Reproduce only the stretch of lines from the one containing "of the turquoise" through the end of the records, replacing "turquoise water" with "open water" and leaving everything else unchanged.
====
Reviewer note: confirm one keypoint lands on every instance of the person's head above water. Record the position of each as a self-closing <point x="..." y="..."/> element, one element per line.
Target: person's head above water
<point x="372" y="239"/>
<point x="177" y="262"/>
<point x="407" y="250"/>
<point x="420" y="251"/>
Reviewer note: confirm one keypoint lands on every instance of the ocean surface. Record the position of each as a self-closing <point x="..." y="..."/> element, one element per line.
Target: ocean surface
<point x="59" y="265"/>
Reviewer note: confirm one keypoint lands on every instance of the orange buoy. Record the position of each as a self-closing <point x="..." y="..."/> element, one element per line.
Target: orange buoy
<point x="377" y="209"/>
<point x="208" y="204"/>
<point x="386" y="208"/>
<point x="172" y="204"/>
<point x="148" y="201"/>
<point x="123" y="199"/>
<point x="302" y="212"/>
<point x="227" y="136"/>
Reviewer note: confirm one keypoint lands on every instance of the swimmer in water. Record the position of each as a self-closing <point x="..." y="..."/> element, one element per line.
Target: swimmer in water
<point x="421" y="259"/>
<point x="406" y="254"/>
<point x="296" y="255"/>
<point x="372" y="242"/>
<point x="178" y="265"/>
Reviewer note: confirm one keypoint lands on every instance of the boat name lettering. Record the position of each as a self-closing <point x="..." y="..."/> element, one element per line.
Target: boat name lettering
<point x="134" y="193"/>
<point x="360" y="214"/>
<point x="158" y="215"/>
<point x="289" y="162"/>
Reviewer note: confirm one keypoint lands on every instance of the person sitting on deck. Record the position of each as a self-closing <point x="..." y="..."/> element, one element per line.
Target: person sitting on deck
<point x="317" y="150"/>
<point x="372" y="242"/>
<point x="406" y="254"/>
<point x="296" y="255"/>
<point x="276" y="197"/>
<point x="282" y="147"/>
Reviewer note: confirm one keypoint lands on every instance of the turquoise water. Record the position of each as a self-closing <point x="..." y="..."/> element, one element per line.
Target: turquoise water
====
WRITTEN RESPONSE
Reviewer note: confirm one keypoint lands on every instance of the open water. Record the position of each as a self-closing <point x="..." y="..."/> element, one element per line.
Target: open water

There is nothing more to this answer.